» WORK INSTRUCTIONS:
Will you reproduce the listing below verbatim, from its first line through its last?

» SUPPLIED ENTRIES:
------------------------------------------------

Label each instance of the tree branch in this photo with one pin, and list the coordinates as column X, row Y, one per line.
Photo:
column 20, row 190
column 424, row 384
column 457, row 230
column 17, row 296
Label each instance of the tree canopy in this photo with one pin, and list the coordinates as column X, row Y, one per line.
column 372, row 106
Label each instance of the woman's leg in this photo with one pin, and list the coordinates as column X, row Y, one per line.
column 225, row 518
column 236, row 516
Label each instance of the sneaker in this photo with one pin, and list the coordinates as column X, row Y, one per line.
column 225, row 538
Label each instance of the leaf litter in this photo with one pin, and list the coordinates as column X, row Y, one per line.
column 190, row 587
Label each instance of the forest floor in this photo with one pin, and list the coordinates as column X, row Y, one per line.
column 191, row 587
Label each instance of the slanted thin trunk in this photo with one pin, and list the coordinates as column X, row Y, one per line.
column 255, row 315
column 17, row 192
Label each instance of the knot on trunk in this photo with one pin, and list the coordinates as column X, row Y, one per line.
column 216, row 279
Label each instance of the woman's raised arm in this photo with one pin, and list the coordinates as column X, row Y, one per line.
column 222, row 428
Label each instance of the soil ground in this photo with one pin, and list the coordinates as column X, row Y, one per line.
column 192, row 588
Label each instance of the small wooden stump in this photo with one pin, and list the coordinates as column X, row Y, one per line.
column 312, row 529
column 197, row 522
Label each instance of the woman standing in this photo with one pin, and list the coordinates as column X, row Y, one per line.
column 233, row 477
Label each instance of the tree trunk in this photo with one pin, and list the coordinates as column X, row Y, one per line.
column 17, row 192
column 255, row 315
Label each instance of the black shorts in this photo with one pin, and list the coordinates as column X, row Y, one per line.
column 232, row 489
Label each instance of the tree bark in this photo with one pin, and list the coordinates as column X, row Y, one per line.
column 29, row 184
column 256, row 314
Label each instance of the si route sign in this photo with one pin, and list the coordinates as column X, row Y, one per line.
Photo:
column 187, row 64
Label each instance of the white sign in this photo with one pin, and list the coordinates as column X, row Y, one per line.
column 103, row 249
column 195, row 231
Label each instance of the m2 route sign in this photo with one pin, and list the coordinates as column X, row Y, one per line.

------------------------------------------------

» SOLUTION TO THIS EXERCISE:
Label each instance of the tree branch in this photo with one pin, and list the coordinates as column X, row Y, one per line.
Photo:
column 20, row 190
column 424, row 384
column 457, row 230
column 17, row 296
Label each instance of the tree canopy in this photo with one pin, and list the coordinates as column X, row Y, one per line.
column 372, row 106
Label each instance of the woman's leg in this photo with one pin, and list the coordinates as column X, row Y, one per line.
column 225, row 518
column 236, row 516
Label each instance of the sneaker in this photo with one pin, and list the coordinates as column X, row Y, one per line.
column 225, row 538
Label each instance of the leaf litter in this photo with one pin, and list the coordinates as column X, row Y, one per line.
column 190, row 587
Label each instance of the forest floor in this photo with one pin, and list the coordinates as column X, row Y, one per line.
column 191, row 587
Label each instance of the slanted thin trunk in this photo with one pin, and list the coordinates as column X, row Y, one per line.
column 255, row 315
column 17, row 192
Label each instance of the knot on trunk in this photo with one pin, and list the coordinates as column X, row Y, one per line.
column 216, row 279
Label each instance of the woman's raised arm in this photo with one pin, and list the coordinates as column X, row Y, one per line.
column 222, row 428
Label each instance of the soil ground in this photo with one pin, and list the coordinates as column X, row Y, one per line.
column 192, row 588
Label each instance of the small wooden stump in this photo with one pin, and list the coordinates as column X, row Y, one per line.
column 312, row 529
column 197, row 522
Label each instance of the woman standing in this photo with one pin, and list the coordinates as column X, row Y, one per line.
column 233, row 477
Label each instance of the tree trunk in this photo with one pin, and list the coordinates as column X, row Y, one per line.
column 17, row 192
column 255, row 315
Label each instance of the black shorts in this photo with one pin, and list the coordinates as column X, row Y, one per line.
column 232, row 489
Label each instance of the tree bark in this photo with one pin, and list the coordinates as column X, row Y, one per line.
column 29, row 184
column 256, row 314
Label each instance of the si route sign in this photo with one pin, and list the coordinates as column X, row Y, one per line.
Photo:
column 187, row 64
Label each instance of the white sign in this photo with one pin, and list the coordinates as column X, row Y, one per line.
column 103, row 249
column 195, row 231
Label each instance of the m2 route sign in this photo with one pin, and list the coordinates as column X, row Y, one per line.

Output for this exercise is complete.